PASSAGE FOR REVIEW:
▬▬▬▬▬▬▬▬▬▬
Another problem is that WCP only looked at costs for the Forest Service, but in Nevada the Forest Service controls only 8 percent of state land, while the Bureau of Land Management controls 68 percent.

Money spent on firefighting, according to WCP.

Money spent on firefighting, according to WCP.

An article in The New American flatly accused: “Wildfires occur naturally and have always been a part of the seasonal cycle in the West, but the size and intensity of the fires have dramatically increased in recent years due, in large measure, to the gross mismanagement of the national forests by the U.S. Forest Service and the incessant lawsuits of radical environmentalists that have thwarted all reasonable attempts at proper forest management.”

The federal government would not have to spend so much on fire suppression if it properly managed the land in the first place, allowing grazing, logging, cutting fire breaks and letting small fires burn and reduce the fuel that causes the huge blazes. States and private land owners would be more likely to protect the forests and prairies and the wildlife there.

 

 

Did a wildfire improve the sage grouse habitat?

Now here is an irony for you: It appears one wildfire near Reno actually improved the sage grouse habitat, which the Fish and Wildlife Service is itching to list as an endangered species.

According to a Reno Gazette-Journal story recently:

“It appears, experts say, that the most important habitat for grouse in the Pine Nuts — land crucial for both mating and as summer stomping grounds — was spared. And in an irony of sorts, the damaging fire may have helped ease one of the other biggest threats faced by the bi-state sage grouse, the continuing intrusion of pinyon-juniper forests into the sagebrush-dominated landscape needed by the bird.”
▬▬▬▬▬▬▬▬▬▬
RECORDS SUPPLIED:
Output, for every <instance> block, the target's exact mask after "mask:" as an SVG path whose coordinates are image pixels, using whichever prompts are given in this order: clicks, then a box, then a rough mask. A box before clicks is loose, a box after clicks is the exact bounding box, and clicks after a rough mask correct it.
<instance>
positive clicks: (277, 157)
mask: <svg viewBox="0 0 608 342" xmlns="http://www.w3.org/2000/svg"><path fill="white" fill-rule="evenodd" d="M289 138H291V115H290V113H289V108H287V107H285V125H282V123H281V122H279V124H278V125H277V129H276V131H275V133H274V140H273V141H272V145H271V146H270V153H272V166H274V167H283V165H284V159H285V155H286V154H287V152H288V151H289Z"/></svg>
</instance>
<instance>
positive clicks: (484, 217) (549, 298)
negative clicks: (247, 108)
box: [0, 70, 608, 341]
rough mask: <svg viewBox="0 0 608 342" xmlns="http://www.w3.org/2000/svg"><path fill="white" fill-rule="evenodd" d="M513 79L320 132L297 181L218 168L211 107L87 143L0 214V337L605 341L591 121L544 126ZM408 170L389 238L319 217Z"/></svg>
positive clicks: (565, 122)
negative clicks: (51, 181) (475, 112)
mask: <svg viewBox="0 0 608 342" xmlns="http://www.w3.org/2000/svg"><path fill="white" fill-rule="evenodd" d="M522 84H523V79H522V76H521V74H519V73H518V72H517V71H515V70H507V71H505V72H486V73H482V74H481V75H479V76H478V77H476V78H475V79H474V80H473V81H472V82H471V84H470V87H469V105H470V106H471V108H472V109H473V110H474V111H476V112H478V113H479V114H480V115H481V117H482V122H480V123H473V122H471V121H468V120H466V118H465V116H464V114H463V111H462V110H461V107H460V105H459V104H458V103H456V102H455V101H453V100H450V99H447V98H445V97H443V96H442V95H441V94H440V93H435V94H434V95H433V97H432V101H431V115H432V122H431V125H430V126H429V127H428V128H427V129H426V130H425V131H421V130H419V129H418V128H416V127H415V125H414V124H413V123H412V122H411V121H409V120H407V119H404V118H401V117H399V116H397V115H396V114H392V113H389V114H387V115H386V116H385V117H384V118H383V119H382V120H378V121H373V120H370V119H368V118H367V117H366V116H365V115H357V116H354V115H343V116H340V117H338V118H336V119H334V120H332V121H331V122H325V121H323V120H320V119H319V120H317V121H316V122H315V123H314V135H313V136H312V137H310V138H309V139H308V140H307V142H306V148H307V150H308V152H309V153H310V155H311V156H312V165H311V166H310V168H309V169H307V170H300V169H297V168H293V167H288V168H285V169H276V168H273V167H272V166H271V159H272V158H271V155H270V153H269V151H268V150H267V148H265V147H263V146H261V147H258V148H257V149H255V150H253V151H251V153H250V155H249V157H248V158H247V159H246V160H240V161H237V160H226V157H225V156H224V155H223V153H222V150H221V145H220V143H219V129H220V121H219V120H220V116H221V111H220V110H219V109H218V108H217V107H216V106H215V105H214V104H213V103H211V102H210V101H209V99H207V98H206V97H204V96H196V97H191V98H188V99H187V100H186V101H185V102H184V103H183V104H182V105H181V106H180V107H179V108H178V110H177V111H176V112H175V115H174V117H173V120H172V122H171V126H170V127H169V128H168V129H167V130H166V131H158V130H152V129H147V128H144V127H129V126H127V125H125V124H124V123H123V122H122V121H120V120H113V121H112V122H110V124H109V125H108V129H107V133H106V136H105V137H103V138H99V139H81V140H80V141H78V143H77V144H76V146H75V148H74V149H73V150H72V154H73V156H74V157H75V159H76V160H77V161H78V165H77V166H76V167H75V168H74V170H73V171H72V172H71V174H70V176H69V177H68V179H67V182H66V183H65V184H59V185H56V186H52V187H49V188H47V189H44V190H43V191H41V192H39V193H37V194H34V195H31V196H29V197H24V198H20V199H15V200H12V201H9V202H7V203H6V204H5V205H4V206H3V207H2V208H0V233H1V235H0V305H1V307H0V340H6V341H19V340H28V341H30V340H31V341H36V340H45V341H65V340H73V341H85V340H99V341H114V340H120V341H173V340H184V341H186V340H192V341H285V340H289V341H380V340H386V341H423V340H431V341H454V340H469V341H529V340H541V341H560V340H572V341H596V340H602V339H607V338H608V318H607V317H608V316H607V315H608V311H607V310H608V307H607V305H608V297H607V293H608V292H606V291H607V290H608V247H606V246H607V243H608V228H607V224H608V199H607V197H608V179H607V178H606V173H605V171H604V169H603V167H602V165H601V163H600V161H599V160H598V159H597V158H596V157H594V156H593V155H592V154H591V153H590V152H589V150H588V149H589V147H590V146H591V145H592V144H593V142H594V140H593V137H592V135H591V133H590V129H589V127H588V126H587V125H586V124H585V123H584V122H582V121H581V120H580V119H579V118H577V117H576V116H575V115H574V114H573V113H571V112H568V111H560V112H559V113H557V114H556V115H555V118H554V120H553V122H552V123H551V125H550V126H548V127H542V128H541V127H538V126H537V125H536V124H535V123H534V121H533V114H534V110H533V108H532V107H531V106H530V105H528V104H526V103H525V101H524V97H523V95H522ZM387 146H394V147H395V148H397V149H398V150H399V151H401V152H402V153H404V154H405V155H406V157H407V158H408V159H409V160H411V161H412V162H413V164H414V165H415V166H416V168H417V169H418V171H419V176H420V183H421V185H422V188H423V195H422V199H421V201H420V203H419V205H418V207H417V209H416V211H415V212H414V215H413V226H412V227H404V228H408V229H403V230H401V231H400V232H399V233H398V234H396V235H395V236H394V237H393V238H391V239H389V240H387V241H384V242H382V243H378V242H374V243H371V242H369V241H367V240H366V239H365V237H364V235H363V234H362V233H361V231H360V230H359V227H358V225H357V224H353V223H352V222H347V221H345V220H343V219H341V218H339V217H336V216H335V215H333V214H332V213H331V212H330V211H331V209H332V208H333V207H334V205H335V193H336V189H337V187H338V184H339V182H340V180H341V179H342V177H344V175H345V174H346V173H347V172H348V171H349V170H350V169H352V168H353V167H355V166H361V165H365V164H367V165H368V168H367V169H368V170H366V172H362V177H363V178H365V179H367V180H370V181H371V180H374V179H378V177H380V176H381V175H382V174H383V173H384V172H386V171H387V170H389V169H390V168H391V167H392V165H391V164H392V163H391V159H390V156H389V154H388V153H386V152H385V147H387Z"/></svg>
▬▬▬▬▬▬▬▬▬▬
EXPLORE THE MATERIAL:
a) Copy the part of the passage on wildfire management that begins at the words "An article in" and stops after "the wildlife there.".
b) Based on the passage on wildfire management, decide whether each statement agrees with it: (i) WCP counted firefighting costs for both the Forest Service and the Bureau of Land Management. (ii) In Nevada, the Bureau of Land Management controls 68 percent of state land. (iii) The fire near Reno burned the most important grouse habitat in the Pine Nuts. Answer yes or no for each, and quote the words that decide it.
c) Go on with the passage on wildfire management from the point where it stops.
The items come from a different source than the passage on wildfire management.

TASK RESPONSES:
a)
An article in The New American flatly accused: “Wildfires occur naturally and have always been a part of the seasonal cycle in the West, but the size and intensity of the fires have dramatically increased in recent years due, in large measure, to the gross mismanagement of the national forests by the U.S. Forest Service and the incessant lawsuits of radical environmentalists that have thwarted all reasonable attempts at proper forest management.”

The federal government would not have to spend so much on fire suppression if it properly managed the land in the first place, allowing grazing, logging, cutting fire breaks and letting small fires burn and reduce the fuel that causes the huge blazes. States and private land owners would be more likely to protect the forests and prairies and the wildlife there.

b)
(i) No: "WCP only looked at costs for the Forest Service"
(ii) Yes: "the Bureau of Land Management controls 68 percent"
(iii) No: "the most important habitat for grouse in the Pine Nuts — land crucial for both mating and as summer stomping grounds — was spared"

c)
Everyone has known for years that the invasive pinyon and juniper deplete grouse habitat but no one has done anything about it. The fire did.

Of course, if the winds had blown the other way sagebrush would have been destroyed.

 

One-note Harry is getting downright monotonous

Fire behind Red Rock visitor center. (R-J photo

Fire behind Red Rock visitor center. (R-J photo

Got a problem? Harry’s got a scapegoat.

Bad breath? Blame climate change.

Flooding? Global warming.

Drought? Climate change.

Wildfires? You guessed it.

“The West is burning,” Harry Reid told reporters, according to a Review-Journal account. “I could be wrong, but I don’t think we’ve ever had a fire in the Spring Mountains, Charleston range like we just had.

“Why are we having them? Because we have climate change. Things are different. The forests are drier, the winters are shorter, and we have these terrible fires all over the West. … We have climate change. It’s here. You can’t deny it. Why do you think we are having all these fires?”

Reid, Nevada’s senior senator, was talking about the nearly 30,000-acre Carpenter 1 Fire that swept through the Spring Mountains from Trout Canyon to Kyle Canyon, threatening dozens of homes and costing $17 million to fight.

That, according to a Las Vegas Sun account, is almost equal to the state forestry division’s annual fire prevention budget, which is federally funded. The paper said the budget is being cut from $19 million this past year to $7 million this next fiscal year.

Pay no attention to any of that. Blame it on climate change.

Nor pay any heed to the fact that in 1968 the Interior and Agriculture departments ended the decades long practice of prescribed burns to reduce the underbrush and other flammable contributors to fires or that since then the annual acreage burned in wildfires has grown exponentially.

Before 1980, less than 25,000 acres of Nevada burned in wildfires each year. The acreage has now increased to more than 600,000 acres each year.

But pay no attention to the fact there has been no appreciable global warming in 15 years.

Also, pay no heed to the fact that all the “green” energy backers are huge contributors to Harry Reid. That is merely coincidence.

While Harry was blaming every sniffle experienced by those living near the Reid Gardner coal-fired power plant on pollution from the burning coal, it made no difference that the smokestacks met all state and federal clean air standards and the real pollution was from blowing dust.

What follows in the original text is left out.